Challenges:
(a) Duplicate part of the forum thread about Brad word for word, everything from "Great idea and" down to "OUTDOORS up there!!".
(b) Sum up the forum thread about Brad in two sentences.
(c) Using the forum thread about Brad, explain in one or two sentences why Dave asks members to help get Brad a computer.

*** Text section ***

# hello fro Alaska 2014



## NonTypicalCPA

Good to hear from you again! I would love, love, love to see a wolf if you get one!


----------



## mwp

Great to have you back again posting Brad,my son and I enjoy reading your posts and looking at your pics.


----------



## miruss

Has anyone heard from chessielover in private it's going on almost 2 months with out our ALASKA FIX !!!!!!! I sure hope all is OK with him love to read and look at the pictures he posts!!!


----------



## trapper ed

My kids and I were just talking about this last weekend sure hope all is ok.


----------



## 2PawsRiver

Anybody have any contact with him..........hope all is well.........maybe problems with the new computer.


----------



## Robert Holmes

Love the pics and stories. If I win that 460 milllion jackpot in the lottery tonight I am moving so expect a neighbor.:lol::lol:


----------



## goodworkstractors

Computer must've finally quit on him?


----------



## David G Duncan

I talked to Brad today and yes his computer did quite on him. He is working on getting a replacement and expects to be back on line shortly.

Best Regards,

Dave


----------



## 2PawsRiver

Thank you for the update.....while I miss his posts and look forward to him being back on line......I am much happier just to hear he is OK......thanks again.


----------



## mwp

Well that's some good news that he's fine.was beginning to think the worst but all is well.my son and I will look forward to his posts


----------



## scale

I love getting away by reading Brad's threads also... What if MS Sportsman hooked him up with a new computer? Maybe a gofundme type of thing? I certainly would kick in a few bucks for him.


----------



## dankoustas

scale said:


> I love getting away by reading Brad's threads also... What if MS Sportsman hooked him up with a new computer? Maybe a gofundme type of thing? I certainly would kick in a few bucks for him.


Count me in for $20 for sure. His thread is one of the best ones each year.
Dan


----------



## 2PawsRiver

count me in as well


----------



## alaska86

I'm in for $20 also


----------



## trapper ed

I would do $20


----------



## David G Duncan

I just put a call into Brad to see how he is doing. Had to leave a message, but will give an update once I make a connection.

Great idea and I am pretty sure Brad would appreciate the jester.

Cheers,

Dave


----------



## miruss

Any updates???? Hope all is good up in the GREAT OUTDOORS up there!!


----------



## David G Duncan

Just talked to Brad and his current finances are not in shape for him to replace the laptop which failed last trapping season. I seem to recall one of our forum members making a suggestion we all go together and get him a computer. If there is support for this idea then it would be great if we could make it happen.

Send me a PM if you have any experience putting something like this together.

Best Regards,

Dave


----------



## hawgeye

Im in for $10


----------



## alaska86

David G Duncan said:


> Just talked to Brad and his current finances are not in shape for him to replace the laptop which failed last trapping season. I seem to recall one of our forum members making a suggestion we all go together and get him a computer. If there is support for this idea then it would be great if we could make it happen.
> 
> Send me a PM if you have any experience putting something like this together.
> 
> Best Regards,
> 
> Dave


Dave , have you figured anything out yet ? Maybe someone with knowledge of what would be best for Brad could reply and we send him the money ? Thanks, Rick


----------

*** Dataset content ***

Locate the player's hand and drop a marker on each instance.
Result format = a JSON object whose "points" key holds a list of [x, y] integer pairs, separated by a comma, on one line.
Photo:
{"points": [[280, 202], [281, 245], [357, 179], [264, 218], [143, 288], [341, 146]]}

***

Answers for the tasks:
(a)
Great idea and I am pretty sure Brad would appreciate the jester.

Cheers,

Dave


----------



## miruss

Any updates???? Hope all is good up in the GREAT OUTDOORS up there!!

(b) Members miss a regular poster's Alaska updates, and David G Duncan reports that Brad's computer quit and he is working on a replacement. After a member suggests buying Brad a new computer and several pledge money, Dave says Brad can't afford to replace the laptop and asks for help putting the effort together.

(c) Brad's laptop failed last trapping season, and his current finances are not in shape for him to replace it.